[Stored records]
┄┄┄┄┄┄┄┄┄┄┄┄┄┄┄┄┄┄┄┄
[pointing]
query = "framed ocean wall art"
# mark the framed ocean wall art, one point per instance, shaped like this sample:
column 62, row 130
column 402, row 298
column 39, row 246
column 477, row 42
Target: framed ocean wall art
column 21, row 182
┄┄┄┄┄┄┄┄┄┄┄┄┄┄┄┄┄┄┄┄
Task statement
All of the data above must be retyped exactly.

Response for this exercise
[pointing]
query = "framed ocean wall art"
# mark the framed ocean wall art, one point per instance, shaped like this sample:
column 62, row 130
column 402, row 298
column 39, row 246
column 477, row 42
Target: framed ocean wall art
column 21, row 182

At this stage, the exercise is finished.